---- Material provided
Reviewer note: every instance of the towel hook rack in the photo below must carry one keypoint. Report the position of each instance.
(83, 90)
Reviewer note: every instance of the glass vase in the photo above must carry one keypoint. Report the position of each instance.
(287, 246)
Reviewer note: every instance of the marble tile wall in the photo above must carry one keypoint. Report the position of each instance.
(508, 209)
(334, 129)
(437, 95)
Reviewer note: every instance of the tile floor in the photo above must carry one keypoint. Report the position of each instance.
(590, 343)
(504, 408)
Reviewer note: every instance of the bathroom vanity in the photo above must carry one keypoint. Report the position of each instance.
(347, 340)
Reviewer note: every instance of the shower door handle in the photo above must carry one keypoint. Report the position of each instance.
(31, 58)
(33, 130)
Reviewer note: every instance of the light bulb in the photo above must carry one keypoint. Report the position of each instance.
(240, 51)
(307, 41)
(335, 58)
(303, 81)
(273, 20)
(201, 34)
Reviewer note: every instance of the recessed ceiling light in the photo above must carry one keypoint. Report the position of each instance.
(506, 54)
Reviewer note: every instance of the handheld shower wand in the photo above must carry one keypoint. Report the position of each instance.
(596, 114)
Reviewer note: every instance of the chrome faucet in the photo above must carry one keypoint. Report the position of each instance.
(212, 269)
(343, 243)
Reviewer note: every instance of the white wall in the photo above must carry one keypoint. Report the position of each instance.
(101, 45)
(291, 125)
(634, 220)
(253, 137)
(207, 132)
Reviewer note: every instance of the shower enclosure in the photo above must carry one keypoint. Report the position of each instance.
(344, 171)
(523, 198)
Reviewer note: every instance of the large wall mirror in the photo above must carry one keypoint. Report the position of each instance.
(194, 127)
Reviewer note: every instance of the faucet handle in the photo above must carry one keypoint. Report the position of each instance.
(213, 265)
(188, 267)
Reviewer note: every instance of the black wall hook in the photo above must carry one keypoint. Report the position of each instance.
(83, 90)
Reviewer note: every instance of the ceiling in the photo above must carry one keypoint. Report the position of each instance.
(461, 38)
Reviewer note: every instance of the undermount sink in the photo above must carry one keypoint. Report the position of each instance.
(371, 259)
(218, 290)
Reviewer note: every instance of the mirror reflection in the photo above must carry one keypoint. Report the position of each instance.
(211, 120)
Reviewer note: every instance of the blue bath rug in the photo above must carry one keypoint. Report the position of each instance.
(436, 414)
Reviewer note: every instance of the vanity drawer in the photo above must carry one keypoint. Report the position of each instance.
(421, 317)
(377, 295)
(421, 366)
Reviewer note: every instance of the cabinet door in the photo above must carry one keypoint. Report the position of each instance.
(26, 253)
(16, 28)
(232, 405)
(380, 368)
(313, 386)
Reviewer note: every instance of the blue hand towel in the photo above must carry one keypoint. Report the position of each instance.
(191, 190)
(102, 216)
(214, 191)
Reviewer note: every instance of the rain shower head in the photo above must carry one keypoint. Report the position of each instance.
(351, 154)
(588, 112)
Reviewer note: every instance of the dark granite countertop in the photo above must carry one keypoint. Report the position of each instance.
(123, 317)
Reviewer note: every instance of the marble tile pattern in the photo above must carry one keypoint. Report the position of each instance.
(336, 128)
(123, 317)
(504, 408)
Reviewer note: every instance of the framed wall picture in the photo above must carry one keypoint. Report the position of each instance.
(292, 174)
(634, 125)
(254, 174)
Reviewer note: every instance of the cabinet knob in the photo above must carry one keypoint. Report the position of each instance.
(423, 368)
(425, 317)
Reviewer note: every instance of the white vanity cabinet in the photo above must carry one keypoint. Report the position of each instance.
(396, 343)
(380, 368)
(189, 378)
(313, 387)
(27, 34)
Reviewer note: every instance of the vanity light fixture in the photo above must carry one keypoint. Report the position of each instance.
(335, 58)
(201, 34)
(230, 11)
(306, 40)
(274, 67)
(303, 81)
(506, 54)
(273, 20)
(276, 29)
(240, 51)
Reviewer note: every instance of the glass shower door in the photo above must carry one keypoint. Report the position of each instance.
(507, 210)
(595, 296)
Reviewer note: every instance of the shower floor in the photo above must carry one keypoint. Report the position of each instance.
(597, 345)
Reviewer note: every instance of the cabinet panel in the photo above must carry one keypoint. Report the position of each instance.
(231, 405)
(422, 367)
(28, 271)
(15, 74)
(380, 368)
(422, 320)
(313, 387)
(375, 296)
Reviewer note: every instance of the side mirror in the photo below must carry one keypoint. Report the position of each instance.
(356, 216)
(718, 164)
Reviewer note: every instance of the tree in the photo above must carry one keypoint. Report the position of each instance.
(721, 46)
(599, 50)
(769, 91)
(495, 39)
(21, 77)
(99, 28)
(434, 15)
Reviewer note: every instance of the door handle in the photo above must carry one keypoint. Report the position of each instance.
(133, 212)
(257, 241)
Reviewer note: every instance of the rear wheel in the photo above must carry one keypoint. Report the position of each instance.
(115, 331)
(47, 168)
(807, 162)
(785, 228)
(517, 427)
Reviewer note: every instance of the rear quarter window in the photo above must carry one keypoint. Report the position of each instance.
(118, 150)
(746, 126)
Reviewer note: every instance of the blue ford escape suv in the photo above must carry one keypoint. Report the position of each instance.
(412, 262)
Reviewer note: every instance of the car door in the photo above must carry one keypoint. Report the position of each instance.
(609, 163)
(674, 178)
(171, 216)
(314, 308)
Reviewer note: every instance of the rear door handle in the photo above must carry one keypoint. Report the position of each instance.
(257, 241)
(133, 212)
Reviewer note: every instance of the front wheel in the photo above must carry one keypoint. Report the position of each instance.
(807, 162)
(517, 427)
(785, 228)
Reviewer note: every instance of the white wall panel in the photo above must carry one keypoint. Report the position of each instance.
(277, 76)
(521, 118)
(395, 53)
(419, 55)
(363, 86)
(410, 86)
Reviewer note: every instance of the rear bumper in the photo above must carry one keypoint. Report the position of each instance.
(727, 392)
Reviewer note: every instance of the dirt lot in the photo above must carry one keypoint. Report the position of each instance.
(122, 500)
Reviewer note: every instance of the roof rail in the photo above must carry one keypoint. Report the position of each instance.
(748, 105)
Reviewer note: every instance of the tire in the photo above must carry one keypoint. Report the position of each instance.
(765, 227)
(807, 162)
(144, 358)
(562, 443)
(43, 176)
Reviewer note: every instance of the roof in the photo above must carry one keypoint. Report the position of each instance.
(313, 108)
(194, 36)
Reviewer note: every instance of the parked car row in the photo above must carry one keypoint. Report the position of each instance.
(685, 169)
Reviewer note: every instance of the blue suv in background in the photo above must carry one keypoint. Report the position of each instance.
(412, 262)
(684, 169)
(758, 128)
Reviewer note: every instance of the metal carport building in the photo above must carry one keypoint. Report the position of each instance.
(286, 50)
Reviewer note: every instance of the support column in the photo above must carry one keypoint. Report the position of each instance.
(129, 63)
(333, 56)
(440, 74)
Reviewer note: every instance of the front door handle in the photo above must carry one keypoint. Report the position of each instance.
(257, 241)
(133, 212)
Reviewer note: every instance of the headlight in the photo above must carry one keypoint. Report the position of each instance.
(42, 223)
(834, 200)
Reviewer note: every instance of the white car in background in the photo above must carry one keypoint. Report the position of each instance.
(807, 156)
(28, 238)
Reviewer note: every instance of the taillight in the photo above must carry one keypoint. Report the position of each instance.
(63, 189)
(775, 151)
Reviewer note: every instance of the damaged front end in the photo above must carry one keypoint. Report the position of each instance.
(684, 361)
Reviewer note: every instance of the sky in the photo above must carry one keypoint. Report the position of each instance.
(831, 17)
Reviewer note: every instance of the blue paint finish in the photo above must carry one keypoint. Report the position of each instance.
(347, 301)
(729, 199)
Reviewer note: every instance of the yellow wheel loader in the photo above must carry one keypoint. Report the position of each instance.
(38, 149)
--------
• _Exercise description_:
Please retype all of the records above exactly as they are.

• _Exercise response_:
Reviewer note: every instance of the towel hook rack in the photo below must carry one keypoint. Report the position of each instance.
(83, 90)
Reviewer note: every instance of the glass vase in the photo above must carry one keypoint. Report the position of each instance.
(287, 246)
Reviewer note: every instance of the marble tile wall in the photo above must carry one keypoint. Report the position of each instance.
(508, 209)
(334, 129)
(437, 95)
Reviewer note: every instance of the tile floor in the photo above must carry one keypoint. Report the position of each instance.
(590, 343)
(504, 408)
Reviewer note: every instance of the bathroom vanity in the photo above must carry one keypoint. Report the position of each instance.
(347, 340)
Reviewer note: every instance of the shower door handle in the photo above must carry one keypoint. Report the position of each instance.
(31, 58)
(33, 130)
Reviewer note: every instance of the light bulb in the photo above must carry one keypoint. Report the position of each instance.
(240, 51)
(307, 41)
(335, 58)
(303, 81)
(273, 20)
(201, 34)
Reviewer note: every instance of the recessed ceiling light in the photo above must carry one keypoint. Report the position of each instance.
(506, 54)
Reviewer note: every instance of the handheld shower wand in the photo above must carry one keypoint. Report the position of each instance.
(596, 114)
Reviewer note: every instance of the chrome faucet in the photo above must carry one keypoint. Report the position of each instance.
(212, 269)
(343, 243)
Reviewer note: every instance of the white wall in the photo above must carry one keypoint. Report the position of each instance.
(101, 45)
(291, 125)
(634, 220)
(253, 137)
(207, 132)
Reviewer note: every instance of the shower enclosure in the photo above must carry one keypoint. Report the position of each instance.
(344, 171)
(523, 198)
Reviewer note: every instance of the large wall mirror in the photo above must carry one keypoint. Report the position of each instance.
(194, 127)
Reviewer note: every instance of the faucet handle in the photo above must carry one keypoint. Report the position of each instance.
(213, 265)
(188, 267)
Reviewer note: every instance of the black wall hook in the photo above must carry one keypoint. Report the position of each instance.
(83, 90)
Reviewer note: every instance of the ceiling in the photo above must carry one keypoint. Report the position of each instance.
(461, 38)
Reviewer note: every instance of the undermount sink in the photo above must carry one keypoint. Report the position of each instance.
(371, 259)
(218, 290)
Reviewer note: every instance of the mirror reflection in the photo above must carry one keypoint. Report the position of each instance.
(211, 120)
Reviewer note: every instance of the blue bath rug in the photo above must carry one keypoint. Report the position of each instance.
(436, 414)
Reviewer note: every instance of the vanity drawer in the photo above must carry one keypoint. Report the position of each instance.
(421, 317)
(377, 295)
(421, 366)
Reviewer note: every instance of the cabinet door in the photo above must carry one keypoint. Report the position of each instance.
(26, 253)
(16, 28)
(232, 405)
(380, 368)
(313, 386)
Reviewer note: every instance of the blue hand towel in the photo above must carry one keypoint. Report the position of each instance.
(191, 190)
(102, 216)
(214, 191)
Reviewer note: every instance of the rain shower head in the photo above must carry one keypoint. Report the position of each instance.
(351, 154)
(588, 112)
Reviewer note: every instance of the dark granite countertop in the photo above must carry one keypoint. Report the position of each instance.
(123, 317)
Reviewer note: every instance of the marble tile pattern in the photo above must carry one keypoint. Report the position of each instance.
(336, 128)
(123, 317)
(504, 408)
Reviewer note: every instance of the framed wall picture in the photo above must carry one keypoint. Report the position of each instance.
(292, 174)
(634, 125)
(254, 174)
Reviewer note: every instance of the cabinet knob in the photo above must carry one keypoint. Report the position of each instance.
(423, 368)
(425, 317)
Reviewer note: every instance of the white vanity cabinet in the photo above must carry one keypoint. Report the position of each instance.
(396, 343)
(380, 368)
(189, 378)
(313, 387)
(27, 34)
Reviewer note: every instance of the vanity light fixture in the photo above must carry one keypoint. Report the position of each instance.
(335, 58)
(201, 34)
(230, 11)
(306, 40)
(274, 67)
(303, 81)
(506, 54)
(273, 20)
(276, 29)
(240, 51)
Reviewer note: every instance of the glass shower door in the photo above must carry one keypoint. Report the position of each instance.
(507, 210)
(595, 296)
Reviewer note: every instance of the shower floor in the photo above must carry one keypoint. Report the position of each instance.
(597, 345)
Reviewer note: every instance of the cabinet panel in the photo above must carry one keypoint. Report the position of each instance.
(231, 405)
(422, 367)
(28, 271)
(15, 74)
(380, 368)
(422, 320)
(313, 387)
(375, 296)
Reviewer note: every instance of the side mirror in the photo below must carry one keypoint. Report the position of each instance.
(356, 216)
(718, 164)
Reviewer note: every instance of the tree in the photo above must carry one keypoint. Report the position of each instance.
(721, 46)
(599, 50)
(769, 91)
(495, 39)
(21, 77)
(99, 28)
(434, 15)
Reviewer note: every instance of the door handle in the photo above must carry one keypoint. Report the position of each instance.
(133, 212)
(257, 241)
Reviewer note: every instance of the rear wheel in the photo above must carry one keypoint. Report the position of each instance.
(115, 331)
(47, 168)
(807, 162)
(785, 228)
(517, 427)
Reviewer note: every instance of the rear quarter window in the photo above must carry one keypoint. Report the position of each instance.
(118, 150)
(746, 126)
Reviewer note: every instance of the blue ford escape suv in the photo above must carry one keypoint. Report the position of each instance.
(412, 262)
Reviewer note: every instance of the car door in the photo above must carry one keypoint. Report the position of each instance.
(609, 163)
(674, 178)
(171, 216)
(314, 308)
Reviewer note: every instance of the rear door handle in the photo above must carry one keypoint. Report the position of each instance.
(257, 241)
(133, 212)
Reviewer note: every instance of the front wheel in the photo above must carry one keypoint. Report the position of each instance.
(807, 162)
(517, 427)
(785, 228)
Reviewer note: every instance of the white wall panel in the photo above must carry one keypoint. Report the position of each instance.
(277, 76)
(521, 118)
(395, 53)
(419, 55)
(363, 86)
(410, 86)
Reviewer note: every instance of the rear bumper in the photo above must carry one keypoint. Report the position of each instance.
(727, 392)
Reviewer note: every instance of the dirt lot in the photo above must carry one keypoint. Report the position of each instance.
(122, 500)
Reviewer note: every instance of the roof rail in the photo above must carry one keypoint. Report the position of each instance.
(748, 105)
Reviewer note: every instance of the tire in the photo above must carry one keypoint. Report the position of each instance.
(765, 227)
(807, 162)
(144, 358)
(562, 443)
(43, 176)
Reviewer note: every instance of the roof in the photo above must carry one keypoint. Report the position of each instance.
(313, 108)
(194, 36)
Reviewer note: every instance of the parked car row in the photo above must carry one keypoint. Report the position of each instance.
(685, 169)
Reviewer note: every instance of the blue suv in background in the photo above must carry one keypoint. Report the position of each instance.
(412, 262)
(684, 169)
(758, 128)
Reviewer note: every instance of the metal carport building in the photo above must carry one keypoint. Report the position of each instance.
(286, 50)
Reviewer note: every instance of the support column in the photo above must carry one keypoint. Report the position of each instance.
(129, 63)
(333, 56)
(440, 74)
Reviewer note: every instance of the front door handle in the photo above must carry one keypoint. Report the position of each instance.
(257, 241)
(133, 212)
Reviewer note: every instance of the headlight in the photo above must carry one keypoint. Report the position of each instance.
(42, 223)
(834, 200)
Reviewer note: every instance of the white car in background in the photo above must carry one keypoint. Report the position of each instance.
(807, 156)
(28, 238)
Reviewer note: every instance of the taillight in the photo above must carry one keypoint. Report the position of each instance.
(63, 189)
(775, 151)
Reviewer note: every instance of the damaged front end in the photo above must carry one keypoint. Report the position of each instance.
(684, 361)
Reviewer note: every instance of the sky in the photo above must carry one keypoint. Report the position of each instance.
(831, 17)
Reviewer note: every instance of the blue paint finish in the photo above must carry one keypoint. Report the position of each instance.
(347, 301)
(729, 199)
Reviewer note: every instance of the yellow wheel loader in the photo above must carry one keypoint. Report the position of each instance.
(38, 149)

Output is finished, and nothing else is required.